What you will do:
Within the records below, reproduce without change the lines from the line that has "can you locate the car" through the line that has "sup, check out this image real quick", and only those.

[Stored data entries]
· · · · · · ·
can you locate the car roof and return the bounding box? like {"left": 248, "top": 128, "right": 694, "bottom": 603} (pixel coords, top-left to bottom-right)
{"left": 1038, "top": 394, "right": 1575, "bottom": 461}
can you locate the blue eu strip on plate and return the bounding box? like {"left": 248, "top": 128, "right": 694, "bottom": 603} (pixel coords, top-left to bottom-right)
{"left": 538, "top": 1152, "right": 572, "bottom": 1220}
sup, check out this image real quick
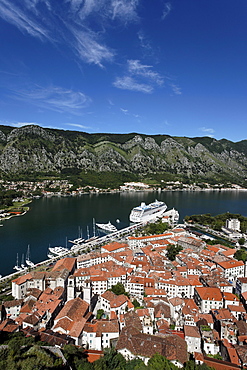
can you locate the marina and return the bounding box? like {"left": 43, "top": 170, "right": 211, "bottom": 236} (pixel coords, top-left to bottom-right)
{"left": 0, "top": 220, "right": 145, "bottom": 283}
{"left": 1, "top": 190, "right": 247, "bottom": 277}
· · · · · · ·
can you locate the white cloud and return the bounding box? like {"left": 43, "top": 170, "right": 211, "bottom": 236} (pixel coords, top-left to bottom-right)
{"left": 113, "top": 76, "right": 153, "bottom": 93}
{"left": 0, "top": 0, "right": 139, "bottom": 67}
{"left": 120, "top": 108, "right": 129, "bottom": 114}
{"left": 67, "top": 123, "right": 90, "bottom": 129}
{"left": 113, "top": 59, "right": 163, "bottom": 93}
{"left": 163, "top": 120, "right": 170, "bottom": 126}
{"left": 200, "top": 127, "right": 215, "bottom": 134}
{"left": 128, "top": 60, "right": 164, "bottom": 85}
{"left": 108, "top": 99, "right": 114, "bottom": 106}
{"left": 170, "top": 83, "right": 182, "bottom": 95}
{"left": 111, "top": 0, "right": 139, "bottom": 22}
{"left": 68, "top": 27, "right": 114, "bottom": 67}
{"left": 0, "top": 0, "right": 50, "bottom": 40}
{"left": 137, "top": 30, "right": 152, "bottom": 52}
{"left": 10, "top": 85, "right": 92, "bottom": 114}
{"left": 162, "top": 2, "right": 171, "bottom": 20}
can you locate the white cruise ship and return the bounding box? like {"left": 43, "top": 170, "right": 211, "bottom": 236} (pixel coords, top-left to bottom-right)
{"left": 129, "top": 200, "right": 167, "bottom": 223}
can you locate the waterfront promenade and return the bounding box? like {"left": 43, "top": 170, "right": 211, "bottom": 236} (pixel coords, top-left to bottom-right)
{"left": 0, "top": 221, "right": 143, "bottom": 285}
· · · · · · ·
Reply to the exercise:
can you locate the car roof and return the bounding box? like {"left": 248, "top": 128, "right": 694, "bottom": 603} (pixel coords, top-left to bottom-right)
{"left": 1038, "top": 394, "right": 1575, "bottom": 461}
can you locate the blue eu strip on plate and return the bounding box? like {"left": 248, "top": 128, "right": 694, "bottom": 603} (pixel coords, top-left to bottom-right)
{"left": 538, "top": 1152, "right": 572, "bottom": 1220}
sup, check out this image real quick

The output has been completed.